### Extract:
*** Block opens ***

And then my health began to improve, thanks to a pill that targets a specific genetic mutation tied to my cancer. I began to walk without a cane and to say things like, “Well, it’s pretty unlikely that I’ll be lucky enough to live for a decade, but it’s possible.” A tiny drop of hope.

In a way, though, the certainty of death was easier than this uncertain life. Didn’t those in purgatory prefer to go to hell, and just be done with it? Was I supposed to be making funeral arrangements? Devoting myself to my wife, my parents, my brothers, my friends, my adorable niece? Writing the book I had always wanted to write? Or was I supposed to go back to negotiating my multiyear job offers?

The path forward would seem obvious, if only I knew how many months or years I had left. Tell me three months, I’d just spend time with family. Tell me one year, I’d have a plan (write that book). Give me 10 years, I’d get back to treating diseases. The pedestrian truth that you live one day at a time didn’t help: What was I supposed to do with that day? My oncologist would say only: “I can’t tell you a time. You’ve got to find what matters most to you.”

I began to realize that coming face to face with my own mortality, in a sense, had changed both nothing and everything. Before my cancer was diagnosed, I knew that someday I would die, but I didn’t know when. After the diagnosis, I knew that someday I would die, but I didn’t know when. But now I knew it acutely. The problem wasn’t really a scientific one. The fact of death is unsettling. Yet there is no other way to live.

*** Block closes ***

### Saved entries:

*** Block opens ***

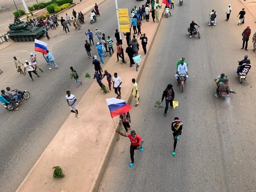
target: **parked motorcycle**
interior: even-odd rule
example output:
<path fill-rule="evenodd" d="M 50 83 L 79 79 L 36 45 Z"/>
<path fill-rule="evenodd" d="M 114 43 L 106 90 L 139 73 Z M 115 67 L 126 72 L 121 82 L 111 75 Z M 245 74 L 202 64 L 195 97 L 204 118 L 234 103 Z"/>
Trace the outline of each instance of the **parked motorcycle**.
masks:
<path fill-rule="evenodd" d="M 199 33 L 199 31 L 198 31 L 198 28 L 199 28 L 199 27 L 196 27 L 196 30 L 194 30 L 193 31 L 193 32 L 192 33 L 192 34 L 194 36 L 196 35 L 197 35 L 197 36 L 198 36 L 198 37 L 200 39 L 200 33 Z M 190 34 L 190 32 L 191 32 L 190 28 L 188 28 L 188 33 L 189 33 Z"/>

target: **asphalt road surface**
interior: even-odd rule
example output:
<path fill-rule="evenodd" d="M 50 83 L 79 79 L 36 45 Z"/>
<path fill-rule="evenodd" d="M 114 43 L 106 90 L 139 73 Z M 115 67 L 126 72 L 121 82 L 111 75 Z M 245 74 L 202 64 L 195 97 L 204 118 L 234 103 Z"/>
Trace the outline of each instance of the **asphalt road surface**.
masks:
<path fill-rule="evenodd" d="M 131 4 L 127 1 L 118 0 L 120 8 L 131 9 L 134 6 L 138 7 L 142 4 L 138 1 Z M 29 53 L 33 51 L 33 49 L 28 50 L 28 47 L 33 47 L 32 43 L 14 43 L 0 52 L 1 66 L 10 66 L 10 69 L 5 68 L 6 70 L 0 77 L 1 89 L 10 86 L 11 89 L 27 90 L 31 94 L 31 98 L 20 105 L 18 111 L 9 112 L 4 110 L 3 106 L 0 107 L 1 192 L 16 190 L 69 114 L 65 97 L 67 90 L 70 90 L 79 101 L 93 82 L 84 78 L 86 73 L 89 72 L 92 76 L 95 71 L 92 60 L 87 58 L 84 49 L 85 40 L 89 40 L 84 32 L 90 28 L 94 33 L 97 27 L 106 37 L 110 35 L 116 42 L 114 34 L 117 23 L 115 4 L 107 0 L 99 6 L 99 9 L 101 16 L 97 18 L 96 22 L 89 24 L 87 14 L 85 17 L 86 23 L 82 25 L 80 30 L 75 31 L 72 26 L 72 32 L 66 35 L 59 28 L 59 34 L 55 36 L 50 31 L 49 35 L 52 38 L 47 42 L 59 68 L 49 70 L 42 54 L 38 53 L 38 62 L 45 72 L 39 72 L 41 76 L 40 79 L 33 74 L 34 82 L 31 82 L 27 73 L 25 77 L 17 74 L 12 62 L 14 55 L 22 59 L 23 62 L 23 60 L 29 60 Z M 95 37 L 95 43 L 97 39 Z M 116 50 L 114 44 L 113 45 Z M 97 55 L 93 46 L 91 49 L 92 55 Z M 108 53 L 107 54 L 108 57 L 103 58 L 105 63 L 110 58 Z M 26 59 L 21 55 L 26 55 Z M 69 76 L 71 66 L 83 82 L 78 89 L 75 87 L 74 80 Z M 4 78 L 5 73 L 9 73 L 9 75 L 5 75 Z"/>
<path fill-rule="evenodd" d="M 144 140 L 144 151 L 135 151 L 130 168 L 129 140 L 120 136 L 99 192 L 255 191 L 255 59 L 251 47 L 240 49 L 246 26 L 238 28 L 236 16 L 242 4 L 231 3 L 228 23 L 224 13 L 229 3 L 184 1 L 180 7 L 178 2 L 172 16 L 163 18 L 149 53 L 138 83 L 139 105 L 133 107 L 134 99 L 131 103 L 132 129 Z M 212 27 L 207 22 L 213 8 L 218 10 L 217 25 Z M 200 39 L 187 33 L 192 20 L 200 26 Z M 240 84 L 235 74 L 237 61 L 246 53 L 252 70 Z M 183 93 L 174 77 L 182 57 L 189 73 Z M 214 79 L 222 73 L 237 93 L 225 101 L 214 96 Z M 179 106 L 169 108 L 165 117 L 164 109 L 154 105 L 170 83 Z M 174 157 L 171 124 L 176 117 L 184 125 Z"/>

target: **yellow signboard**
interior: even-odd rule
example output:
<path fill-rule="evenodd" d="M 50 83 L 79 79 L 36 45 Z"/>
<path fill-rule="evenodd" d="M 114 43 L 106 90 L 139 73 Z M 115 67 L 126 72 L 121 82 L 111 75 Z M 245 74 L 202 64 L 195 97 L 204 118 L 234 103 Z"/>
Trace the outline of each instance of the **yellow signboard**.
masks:
<path fill-rule="evenodd" d="M 121 33 L 130 32 L 130 23 L 129 23 L 129 13 L 128 9 L 119 9 L 118 17 L 120 32 Z"/>

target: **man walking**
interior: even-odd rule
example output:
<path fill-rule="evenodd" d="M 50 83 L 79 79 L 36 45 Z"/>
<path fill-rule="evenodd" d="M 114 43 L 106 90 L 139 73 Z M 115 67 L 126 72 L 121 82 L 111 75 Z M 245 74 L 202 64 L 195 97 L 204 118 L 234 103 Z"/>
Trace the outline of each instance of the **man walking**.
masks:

*** Block closes ***

### What to work on:
(A) In the cancer essay, why does the narrator find no obvious path forward? Answer in one to three sentences.
(B) Continue the essay on living with cancer, starting after its last sentence.

### Answers to the tasks:
(A) The narrator would know what to do if they knew how many months or years were left. Three months would mean spending time with family, one year would mean writing the book, and ten years would mean going back to treating diseases. The oncologist refuses to give a time, so the choice stays open.

(B)
The reason doctors don’t give patients specific prognoses is not merely because they cannot. Certainly, if a patient’s expectations are way out of the bounds of probability — someone expecting to live to 130, or someone thinking his benign skin spots are signs of impending death — doctors are entrusted to bring that person’s expectations into the realm of reasonable possibility.

But the range of what is reasonably possible is just so wide. Based on today’s therapies, I might die within two years, or I might make it to 10. If you add in the uncertainty based on new therapies available in two or three years, that range may be completely different. Faced with mortality, scientific knowledge can provide only an ounce of certainty: Yes, you will die. But one wants a full pound of certainty, and that is not on offer.

What patients seek is not scientific knowledge doctors hide, but existential authenticity each must find on her own. Getting too deep into statistics is like trying to quench a thirst with salty water. The angst of facing mortality has no remedy in probability.

I remember the moment when my overwhelming uneasiness yielded. Seven words from Samuel Beckett, a writer I’ve not even read that well, learned long ago as an undergraduate, began to repeat in my head, and the seemingly impassable sea of uncertainty parted: “I can’t go on. I’ll go on.” I took a step forward, repeating the phrase over and over: “I can’t go on. I’ll go on.” And then, at some point, I was through.

I am now almost exactly eight months from my diagnosis. My strength has recovered substantially. In treatment, the cancer is retreating. I have gradually returned to work. I’m knocking the dust off scientific manuscripts. I’m writing more, seeing more, feeling more. Every morning at 5:30, as the alarm clock goes off, and my dead body awakes, my wife asleep next to me, I think again to myself: “I can’t go on.” And a minute later, I am in my scrubs, heading to the operating room, alive: “I’ll go on.”